DO THIS: Collect every line of the data below that contains the string "innermost". Case matters.

SUPPLIED INFORMATION:

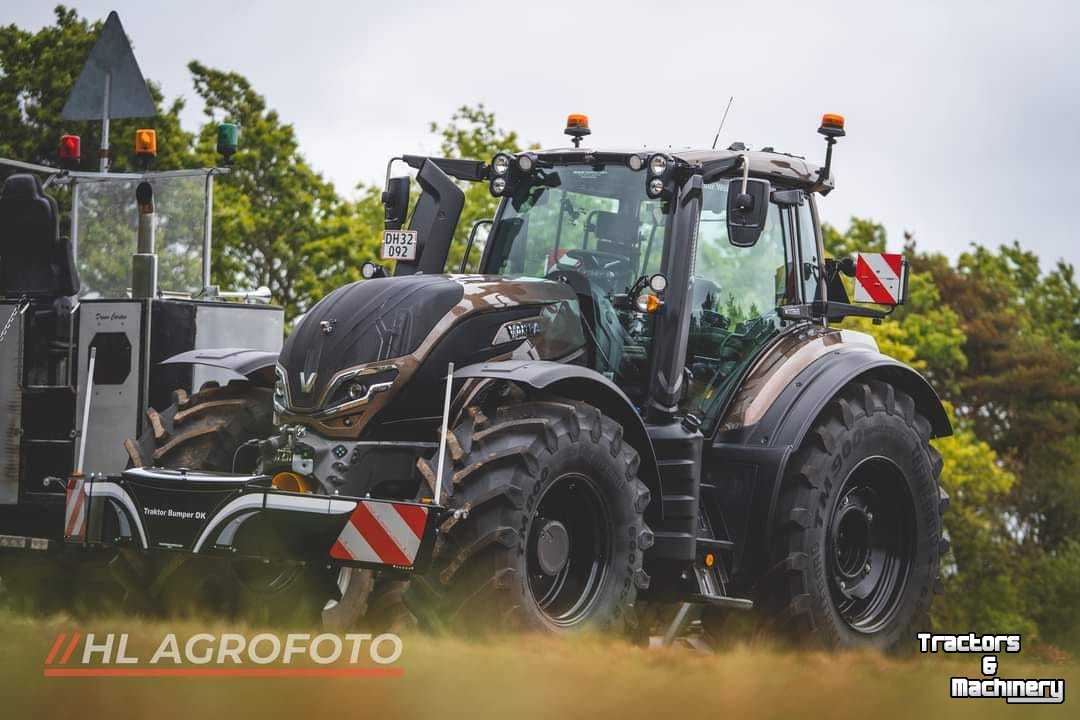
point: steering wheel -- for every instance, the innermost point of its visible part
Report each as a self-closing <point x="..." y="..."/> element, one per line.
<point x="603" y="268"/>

...

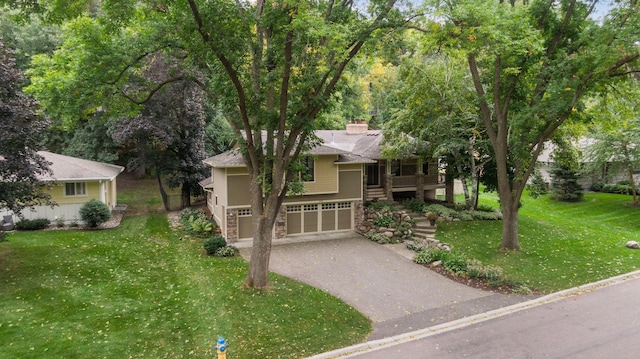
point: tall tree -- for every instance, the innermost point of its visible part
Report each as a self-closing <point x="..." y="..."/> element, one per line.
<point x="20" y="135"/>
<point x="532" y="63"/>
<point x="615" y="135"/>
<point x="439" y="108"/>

==

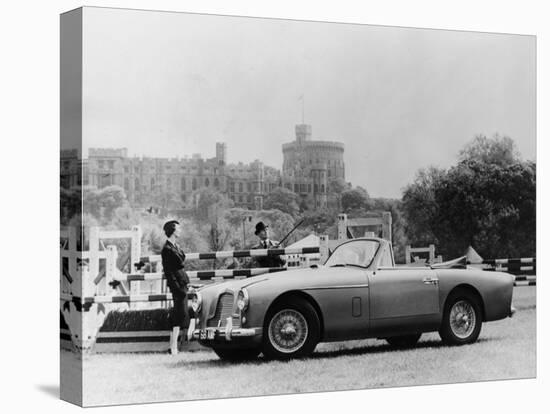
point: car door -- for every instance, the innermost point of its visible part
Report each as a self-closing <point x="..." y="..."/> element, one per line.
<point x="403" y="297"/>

OUTPUT OF THE TASK:
point: steering wheel -- for every instance, the innermost point of its visible part
point: tall tree -- for every instance, the innermost point of its visible part
point: car door -- for every instance, the innermost point of its visible part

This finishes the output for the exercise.